_BRIEF_
Please list every commenter username that appears in the forum thread about trusting LLM calculations below.

_GIVEN TEXT_
Can we trust LLM CALCULATIONS?.

Ok, you have a moderately complex math problem you needed to solve. You gave the problem to 6 LLMS all paid versions. All 6 get the same numbers. Would you trust the answer?

View original on lemmy.world

Comments74

SomeRandomNoob

discuss.tchncs.de

short answer: no.

Long Answer: They are still (mostly) statisics based and can't do real math. You can use the answers from LLMs as starting point, but you have to rigerously verify the answers they give.

unexposedhazard reply

discuss.tchncs.de

The whole "two r's in strawberry" thing is enough of an argument for me. If things like that happen at such a low level, its completely impossible that it wont make mistakes with problems that are exponentially more complicated than that.

otp reply

sh.itjust.works

The problem with that is that it isn't actually counting the R's.

_SUPPLIED DATA_
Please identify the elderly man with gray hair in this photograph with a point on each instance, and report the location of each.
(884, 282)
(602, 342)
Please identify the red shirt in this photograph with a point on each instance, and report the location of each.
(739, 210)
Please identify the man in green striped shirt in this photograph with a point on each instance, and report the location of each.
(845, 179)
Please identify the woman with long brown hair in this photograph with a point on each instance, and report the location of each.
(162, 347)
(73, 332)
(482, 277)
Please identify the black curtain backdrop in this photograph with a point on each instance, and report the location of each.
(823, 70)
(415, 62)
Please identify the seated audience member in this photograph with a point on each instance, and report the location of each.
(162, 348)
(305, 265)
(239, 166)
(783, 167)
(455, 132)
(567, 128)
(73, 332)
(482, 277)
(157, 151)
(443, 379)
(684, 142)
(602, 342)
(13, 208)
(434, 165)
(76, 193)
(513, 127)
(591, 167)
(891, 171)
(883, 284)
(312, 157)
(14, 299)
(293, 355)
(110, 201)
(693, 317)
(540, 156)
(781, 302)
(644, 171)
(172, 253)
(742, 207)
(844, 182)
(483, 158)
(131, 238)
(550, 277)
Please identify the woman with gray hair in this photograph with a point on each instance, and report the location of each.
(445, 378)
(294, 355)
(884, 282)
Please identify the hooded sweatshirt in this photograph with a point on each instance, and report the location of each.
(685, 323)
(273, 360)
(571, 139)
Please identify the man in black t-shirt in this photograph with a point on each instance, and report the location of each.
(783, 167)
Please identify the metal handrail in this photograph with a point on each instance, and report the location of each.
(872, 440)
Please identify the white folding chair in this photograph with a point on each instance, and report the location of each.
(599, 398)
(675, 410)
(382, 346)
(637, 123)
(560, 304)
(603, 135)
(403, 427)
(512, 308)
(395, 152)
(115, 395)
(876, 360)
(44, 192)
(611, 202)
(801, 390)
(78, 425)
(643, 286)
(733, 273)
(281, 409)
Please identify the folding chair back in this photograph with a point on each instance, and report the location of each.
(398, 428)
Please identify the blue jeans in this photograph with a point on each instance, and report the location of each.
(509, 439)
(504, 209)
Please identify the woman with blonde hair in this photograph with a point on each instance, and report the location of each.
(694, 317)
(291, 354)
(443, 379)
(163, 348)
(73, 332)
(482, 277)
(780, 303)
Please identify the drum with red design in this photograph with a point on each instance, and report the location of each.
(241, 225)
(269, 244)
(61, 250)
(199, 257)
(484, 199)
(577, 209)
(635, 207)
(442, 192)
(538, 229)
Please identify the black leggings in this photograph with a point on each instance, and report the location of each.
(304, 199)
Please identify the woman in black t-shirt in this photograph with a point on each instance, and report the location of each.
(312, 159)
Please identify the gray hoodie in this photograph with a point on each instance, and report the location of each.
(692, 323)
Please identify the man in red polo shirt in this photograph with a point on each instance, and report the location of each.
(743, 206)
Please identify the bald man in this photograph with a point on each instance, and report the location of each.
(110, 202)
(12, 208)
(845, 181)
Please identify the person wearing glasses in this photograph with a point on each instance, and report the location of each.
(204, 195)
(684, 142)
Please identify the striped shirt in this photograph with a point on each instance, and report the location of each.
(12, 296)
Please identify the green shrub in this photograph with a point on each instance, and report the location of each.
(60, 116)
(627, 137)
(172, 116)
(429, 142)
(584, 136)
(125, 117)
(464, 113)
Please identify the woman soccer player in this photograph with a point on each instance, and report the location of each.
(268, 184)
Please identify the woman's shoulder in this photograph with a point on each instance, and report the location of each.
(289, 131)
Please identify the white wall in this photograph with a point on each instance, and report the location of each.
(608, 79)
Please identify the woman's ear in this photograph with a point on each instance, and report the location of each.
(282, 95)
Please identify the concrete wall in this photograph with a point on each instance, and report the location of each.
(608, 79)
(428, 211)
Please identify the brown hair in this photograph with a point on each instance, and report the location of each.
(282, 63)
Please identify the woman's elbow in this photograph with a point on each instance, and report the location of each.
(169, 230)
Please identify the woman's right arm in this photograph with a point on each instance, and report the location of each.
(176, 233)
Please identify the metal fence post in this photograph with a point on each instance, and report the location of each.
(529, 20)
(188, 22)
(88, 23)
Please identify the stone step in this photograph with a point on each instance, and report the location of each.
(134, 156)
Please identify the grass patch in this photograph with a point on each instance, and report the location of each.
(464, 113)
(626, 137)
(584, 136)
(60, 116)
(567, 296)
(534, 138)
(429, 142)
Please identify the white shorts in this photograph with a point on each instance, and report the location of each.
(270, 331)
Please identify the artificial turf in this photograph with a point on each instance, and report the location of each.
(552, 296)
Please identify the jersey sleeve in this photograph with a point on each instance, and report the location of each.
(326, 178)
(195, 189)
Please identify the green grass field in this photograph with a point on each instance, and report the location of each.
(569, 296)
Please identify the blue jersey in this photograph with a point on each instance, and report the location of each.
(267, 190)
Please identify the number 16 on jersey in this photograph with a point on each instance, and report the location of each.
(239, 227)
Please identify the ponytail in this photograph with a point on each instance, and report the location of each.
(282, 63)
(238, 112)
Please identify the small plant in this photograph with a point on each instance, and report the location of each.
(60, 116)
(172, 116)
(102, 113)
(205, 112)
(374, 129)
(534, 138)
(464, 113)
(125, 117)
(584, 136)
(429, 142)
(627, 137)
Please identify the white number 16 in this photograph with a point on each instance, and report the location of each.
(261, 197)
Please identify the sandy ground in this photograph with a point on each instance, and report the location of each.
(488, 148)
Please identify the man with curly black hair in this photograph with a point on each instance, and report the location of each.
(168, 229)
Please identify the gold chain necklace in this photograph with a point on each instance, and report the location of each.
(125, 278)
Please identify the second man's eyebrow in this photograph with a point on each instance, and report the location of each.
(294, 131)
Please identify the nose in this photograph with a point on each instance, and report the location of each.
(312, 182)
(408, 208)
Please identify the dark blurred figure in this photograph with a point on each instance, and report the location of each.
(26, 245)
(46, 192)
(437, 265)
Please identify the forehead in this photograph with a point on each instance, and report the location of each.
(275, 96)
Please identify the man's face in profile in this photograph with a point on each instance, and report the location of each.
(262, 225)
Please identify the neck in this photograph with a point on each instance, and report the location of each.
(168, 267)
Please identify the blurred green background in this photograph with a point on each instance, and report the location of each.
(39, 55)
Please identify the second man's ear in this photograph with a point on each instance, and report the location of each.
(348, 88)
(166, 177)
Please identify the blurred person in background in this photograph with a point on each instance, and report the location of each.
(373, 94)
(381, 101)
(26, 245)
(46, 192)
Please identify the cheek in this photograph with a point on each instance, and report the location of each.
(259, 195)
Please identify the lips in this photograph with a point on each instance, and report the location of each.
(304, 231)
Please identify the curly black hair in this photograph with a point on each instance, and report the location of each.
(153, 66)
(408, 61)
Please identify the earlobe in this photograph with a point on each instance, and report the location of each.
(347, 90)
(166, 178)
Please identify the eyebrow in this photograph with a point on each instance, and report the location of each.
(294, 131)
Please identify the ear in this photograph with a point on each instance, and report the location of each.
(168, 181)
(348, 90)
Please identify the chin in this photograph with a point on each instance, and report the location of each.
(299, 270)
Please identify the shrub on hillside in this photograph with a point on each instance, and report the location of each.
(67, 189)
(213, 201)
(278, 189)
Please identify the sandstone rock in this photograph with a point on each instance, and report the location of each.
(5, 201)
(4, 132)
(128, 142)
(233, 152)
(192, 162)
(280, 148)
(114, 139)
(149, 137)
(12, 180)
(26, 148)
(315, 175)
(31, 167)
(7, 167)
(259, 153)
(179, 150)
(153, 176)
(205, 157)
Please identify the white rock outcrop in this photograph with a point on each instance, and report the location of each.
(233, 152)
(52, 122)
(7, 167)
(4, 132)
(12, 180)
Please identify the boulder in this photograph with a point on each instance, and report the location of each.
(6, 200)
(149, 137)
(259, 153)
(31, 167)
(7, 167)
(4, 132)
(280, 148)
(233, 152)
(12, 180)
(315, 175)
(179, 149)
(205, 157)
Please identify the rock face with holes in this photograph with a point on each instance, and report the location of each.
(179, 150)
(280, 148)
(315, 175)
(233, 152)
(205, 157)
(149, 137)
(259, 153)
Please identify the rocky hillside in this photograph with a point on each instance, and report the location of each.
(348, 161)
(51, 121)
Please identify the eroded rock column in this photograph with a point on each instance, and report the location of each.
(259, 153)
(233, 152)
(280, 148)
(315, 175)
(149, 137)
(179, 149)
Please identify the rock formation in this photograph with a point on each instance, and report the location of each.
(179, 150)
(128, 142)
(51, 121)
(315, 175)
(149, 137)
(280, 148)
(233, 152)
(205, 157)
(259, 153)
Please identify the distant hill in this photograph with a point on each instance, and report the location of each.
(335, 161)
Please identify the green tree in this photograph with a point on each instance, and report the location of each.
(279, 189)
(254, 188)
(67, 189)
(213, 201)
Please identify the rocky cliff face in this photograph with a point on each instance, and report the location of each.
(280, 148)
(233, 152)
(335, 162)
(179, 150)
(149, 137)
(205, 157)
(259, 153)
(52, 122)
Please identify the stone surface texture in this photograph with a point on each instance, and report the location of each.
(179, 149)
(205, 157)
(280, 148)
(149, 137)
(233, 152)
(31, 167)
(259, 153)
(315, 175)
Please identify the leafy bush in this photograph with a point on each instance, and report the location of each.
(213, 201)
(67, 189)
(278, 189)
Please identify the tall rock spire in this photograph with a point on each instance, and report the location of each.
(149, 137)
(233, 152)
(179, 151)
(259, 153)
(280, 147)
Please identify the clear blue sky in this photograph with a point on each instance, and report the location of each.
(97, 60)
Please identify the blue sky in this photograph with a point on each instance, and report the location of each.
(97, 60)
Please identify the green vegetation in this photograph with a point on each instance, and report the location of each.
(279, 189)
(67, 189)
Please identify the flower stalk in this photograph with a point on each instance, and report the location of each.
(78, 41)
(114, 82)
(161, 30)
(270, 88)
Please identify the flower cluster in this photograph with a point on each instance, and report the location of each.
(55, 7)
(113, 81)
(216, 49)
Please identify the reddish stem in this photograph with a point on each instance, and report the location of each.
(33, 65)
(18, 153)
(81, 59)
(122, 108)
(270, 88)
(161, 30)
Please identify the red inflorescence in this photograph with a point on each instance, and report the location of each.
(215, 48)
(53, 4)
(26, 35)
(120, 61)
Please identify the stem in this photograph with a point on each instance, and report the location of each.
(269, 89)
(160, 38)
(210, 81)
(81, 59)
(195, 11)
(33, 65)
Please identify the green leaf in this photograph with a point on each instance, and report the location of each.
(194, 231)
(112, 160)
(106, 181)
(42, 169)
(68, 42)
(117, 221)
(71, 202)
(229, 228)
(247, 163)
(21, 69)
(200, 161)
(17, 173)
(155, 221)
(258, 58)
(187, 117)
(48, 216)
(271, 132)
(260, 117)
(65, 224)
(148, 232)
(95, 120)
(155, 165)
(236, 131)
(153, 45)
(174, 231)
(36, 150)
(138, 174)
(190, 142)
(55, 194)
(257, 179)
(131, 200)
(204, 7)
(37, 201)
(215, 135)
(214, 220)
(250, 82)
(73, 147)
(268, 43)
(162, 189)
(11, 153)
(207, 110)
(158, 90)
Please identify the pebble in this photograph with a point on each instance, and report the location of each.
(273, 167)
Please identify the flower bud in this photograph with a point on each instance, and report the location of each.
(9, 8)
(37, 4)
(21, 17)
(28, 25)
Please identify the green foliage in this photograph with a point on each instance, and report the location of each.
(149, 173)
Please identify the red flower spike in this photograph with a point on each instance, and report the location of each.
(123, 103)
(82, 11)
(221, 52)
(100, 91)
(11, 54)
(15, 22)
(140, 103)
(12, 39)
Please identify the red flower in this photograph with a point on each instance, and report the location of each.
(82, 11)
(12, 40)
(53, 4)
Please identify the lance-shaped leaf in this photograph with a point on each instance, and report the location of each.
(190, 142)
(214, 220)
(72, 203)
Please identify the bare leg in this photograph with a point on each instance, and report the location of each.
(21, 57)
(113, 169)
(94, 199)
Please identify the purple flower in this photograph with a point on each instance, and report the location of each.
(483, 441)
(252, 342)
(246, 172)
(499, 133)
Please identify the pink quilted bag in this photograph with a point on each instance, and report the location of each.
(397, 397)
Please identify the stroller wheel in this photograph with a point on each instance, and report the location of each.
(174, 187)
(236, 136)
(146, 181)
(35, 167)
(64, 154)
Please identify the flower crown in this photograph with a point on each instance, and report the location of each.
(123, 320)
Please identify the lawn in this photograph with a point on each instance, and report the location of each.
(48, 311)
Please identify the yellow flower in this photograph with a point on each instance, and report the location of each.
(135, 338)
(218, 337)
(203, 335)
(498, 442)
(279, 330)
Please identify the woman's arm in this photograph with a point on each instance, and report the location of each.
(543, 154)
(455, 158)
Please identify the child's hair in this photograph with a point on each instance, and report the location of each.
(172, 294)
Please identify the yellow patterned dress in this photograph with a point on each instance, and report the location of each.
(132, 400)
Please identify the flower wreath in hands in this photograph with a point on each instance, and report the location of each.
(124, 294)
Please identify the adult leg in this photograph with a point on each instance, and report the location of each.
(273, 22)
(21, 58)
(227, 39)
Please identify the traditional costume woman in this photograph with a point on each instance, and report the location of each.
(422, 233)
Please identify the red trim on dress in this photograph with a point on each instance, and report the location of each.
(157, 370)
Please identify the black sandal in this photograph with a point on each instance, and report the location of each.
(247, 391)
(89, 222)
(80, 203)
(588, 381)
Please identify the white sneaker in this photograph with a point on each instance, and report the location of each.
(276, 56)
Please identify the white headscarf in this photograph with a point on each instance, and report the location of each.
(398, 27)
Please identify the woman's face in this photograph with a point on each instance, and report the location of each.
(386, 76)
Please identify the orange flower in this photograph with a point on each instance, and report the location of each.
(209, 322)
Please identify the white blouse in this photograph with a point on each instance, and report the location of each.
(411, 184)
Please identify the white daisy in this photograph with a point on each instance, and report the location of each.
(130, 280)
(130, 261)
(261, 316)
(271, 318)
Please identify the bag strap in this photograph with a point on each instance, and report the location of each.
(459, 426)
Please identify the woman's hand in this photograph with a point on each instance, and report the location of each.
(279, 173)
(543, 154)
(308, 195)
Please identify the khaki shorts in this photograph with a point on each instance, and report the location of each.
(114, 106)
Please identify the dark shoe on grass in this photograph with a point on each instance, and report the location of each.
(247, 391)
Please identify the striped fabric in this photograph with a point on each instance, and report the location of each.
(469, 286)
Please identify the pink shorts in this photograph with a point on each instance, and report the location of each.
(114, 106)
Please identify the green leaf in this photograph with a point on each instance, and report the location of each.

_RESPONSE_
SomeRandomNoob, unexposedhazard, otp